What is needed: Set down all of the data that follows word for word, without the images.

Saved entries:
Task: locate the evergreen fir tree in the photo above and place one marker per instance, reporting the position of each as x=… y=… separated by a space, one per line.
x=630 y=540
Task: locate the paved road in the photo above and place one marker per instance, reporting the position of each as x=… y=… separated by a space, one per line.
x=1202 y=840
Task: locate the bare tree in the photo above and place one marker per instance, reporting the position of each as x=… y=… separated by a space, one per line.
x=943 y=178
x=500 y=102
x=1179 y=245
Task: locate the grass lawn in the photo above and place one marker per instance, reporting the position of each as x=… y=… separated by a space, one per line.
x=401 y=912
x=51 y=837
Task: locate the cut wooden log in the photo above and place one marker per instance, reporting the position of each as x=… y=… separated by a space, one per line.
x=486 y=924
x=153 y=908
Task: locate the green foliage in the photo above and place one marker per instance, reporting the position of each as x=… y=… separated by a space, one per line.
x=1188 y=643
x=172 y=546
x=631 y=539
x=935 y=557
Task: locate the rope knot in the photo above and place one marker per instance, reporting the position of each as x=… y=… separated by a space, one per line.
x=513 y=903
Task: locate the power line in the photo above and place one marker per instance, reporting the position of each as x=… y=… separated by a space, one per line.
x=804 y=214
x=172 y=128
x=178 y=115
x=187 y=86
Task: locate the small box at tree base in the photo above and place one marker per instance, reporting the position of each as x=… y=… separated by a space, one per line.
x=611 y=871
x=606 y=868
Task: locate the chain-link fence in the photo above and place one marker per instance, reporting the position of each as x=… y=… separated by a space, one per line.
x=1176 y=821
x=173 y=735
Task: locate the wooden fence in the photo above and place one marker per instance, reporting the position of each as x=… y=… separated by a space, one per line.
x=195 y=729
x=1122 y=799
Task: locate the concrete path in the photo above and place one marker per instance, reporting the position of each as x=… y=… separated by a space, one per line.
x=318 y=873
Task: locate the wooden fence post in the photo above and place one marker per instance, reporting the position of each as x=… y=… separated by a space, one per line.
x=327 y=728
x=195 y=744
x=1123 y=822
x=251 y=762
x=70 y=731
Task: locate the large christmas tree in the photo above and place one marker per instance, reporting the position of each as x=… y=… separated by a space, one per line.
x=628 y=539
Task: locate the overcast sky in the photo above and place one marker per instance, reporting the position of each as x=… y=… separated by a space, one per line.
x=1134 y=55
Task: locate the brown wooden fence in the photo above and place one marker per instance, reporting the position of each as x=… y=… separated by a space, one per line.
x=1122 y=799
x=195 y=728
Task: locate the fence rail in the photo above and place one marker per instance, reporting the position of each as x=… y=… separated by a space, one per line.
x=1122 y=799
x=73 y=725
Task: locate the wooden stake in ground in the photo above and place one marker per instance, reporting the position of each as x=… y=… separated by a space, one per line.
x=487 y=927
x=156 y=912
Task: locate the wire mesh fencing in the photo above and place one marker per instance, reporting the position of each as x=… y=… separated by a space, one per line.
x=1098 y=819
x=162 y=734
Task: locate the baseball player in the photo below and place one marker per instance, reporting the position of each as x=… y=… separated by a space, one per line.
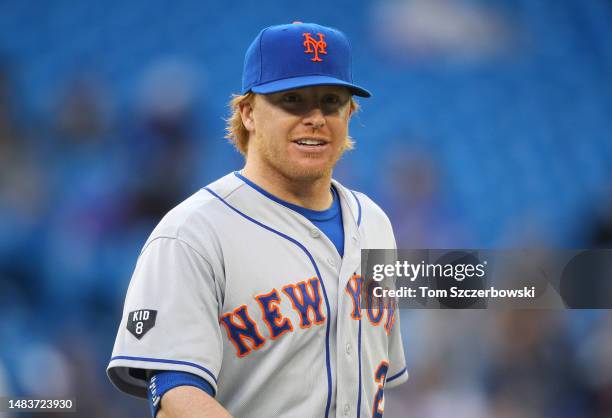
x=245 y=298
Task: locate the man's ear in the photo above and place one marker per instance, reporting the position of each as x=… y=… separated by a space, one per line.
x=246 y=113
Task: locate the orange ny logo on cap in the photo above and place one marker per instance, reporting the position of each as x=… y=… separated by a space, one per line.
x=315 y=47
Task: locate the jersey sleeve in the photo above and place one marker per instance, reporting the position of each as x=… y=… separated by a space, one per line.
x=170 y=318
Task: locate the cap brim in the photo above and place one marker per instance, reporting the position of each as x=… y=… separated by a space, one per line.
x=307 y=81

Result of the exercise:
Task: locate the evergreen fir tree in the photo above and place one marker per instance, reporting the position of each as x=… y=… separated by a space, one per line.
x=630 y=540
Task: locate the paved road in the photo above and place one marker per instance, reporting the position of each as x=… y=… separated by a space, one per line.
x=1202 y=840
Task: locate the bare tree in the photo above and place one marker per instance, reporting the position of each as x=… y=… separated by a space, one per line.
x=943 y=178
x=500 y=102
x=1179 y=245
Task: locate the grass lawn in the photo above and place one marker per instance, reporting the position of each as x=… y=… separated by a space, one per line.
x=401 y=912
x=51 y=837
Task: locate the cut wooden log in the photo above and place one marker per instance, reporting the position of each as x=… y=… separated by a space, one per line.
x=486 y=924
x=153 y=908
Task: locate the green foliage in the photo above and place one marker per instance, reporting the position of each as x=… y=… separated by a space, one per line.
x=1188 y=643
x=172 y=546
x=631 y=539
x=935 y=557
Task: locate the rope knot in the photo above and place one marker per instance, reporting the position of each as x=… y=… separated by a space, one per line.
x=513 y=903
Task: locate the power line in the photo above and place one marker per instance, reporting the position of each as x=… y=… separated by a space, one per line.
x=804 y=214
x=172 y=128
x=178 y=115
x=187 y=86
Task: locate the small box at tree base in the photo above and place one marker per instance, reporting the position of each as x=… y=… separated by a space, one per line.
x=611 y=871
x=606 y=868
Task: locate the chain-link fence in the photo above and place one marker per instance, reporting the position of each as x=… y=… separated by a space, one per line.
x=1176 y=821
x=173 y=735
Task: locate the wooden fence in the photo above and place one marker per instance, reporting the position of each as x=… y=… separated by a space, one per line.
x=195 y=729
x=1122 y=799
Task: locate the concrete path in the photo above and place one marker per instance, reporting the position of each as x=… y=… separated by a space, one per line.
x=318 y=873
Task: locate the wooden fence post in the photo above and place one marker per instance, reporting the position of each as x=… y=… separated by a space, one per line.
x=327 y=728
x=195 y=744
x=1123 y=822
x=251 y=762
x=70 y=731
Task: locate the large christmas tree in the photo above and place one marker per instance, reporting the position of each as x=… y=… separated by a space, one per line.
x=628 y=539
Task: locate the overcast sky in the photo above and place one marker per instance, reporting the position of each as x=… y=… separated by a space, one per line.
x=1134 y=55
Task: locate the brown wooden fence in the photo above and place one marker per instance, reporting the position of each as x=… y=… separated by a space, one per line.
x=1122 y=799
x=195 y=728
Task: locate the fence rail in the photo above and place one marker per instance, reporting the position of each as x=… y=… separated by a space, one per line.
x=1122 y=799
x=73 y=725
Task: locate the wooden stake in ground in the photo above and place one marker per instance, reporting the position of each as x=… y=… separated by a space, one per line.
x=487 y=927
x=156 y=912
Task: locate the wire mesh fencing in the photo above and place one marker per instance, reporting the position of each as x=… y=… separated by a space, one per line.
x=1098 y=819
x=162 y=734
Task: locate the baseball player in the photo below and place one marker per instance, reporting the position of each as x=… y=… separated by a space, one per line.
x=245 y=298
Task: locate the man's ear in the photo above and place one marker per instance, reporting the position of each as x=… y=… separated by a space, one per line.
x=246 y=113
Task: locate the orange ny logo on cap in the photo above and place one marker per instance, reporting the position of each as x=… y=… separated by a space, one per line.
x=315 y=47
Task: locate the jersey sleeve in the photo above and place one marker per instance, reporting the position of each as x=… y=… separated by a space, one per line.
x=170 y=318
Task: locate the cap brim in the photo above and place one marker per instance, reporting the position of each as x=… y=… separated by a space, one per line.
x=307 y=81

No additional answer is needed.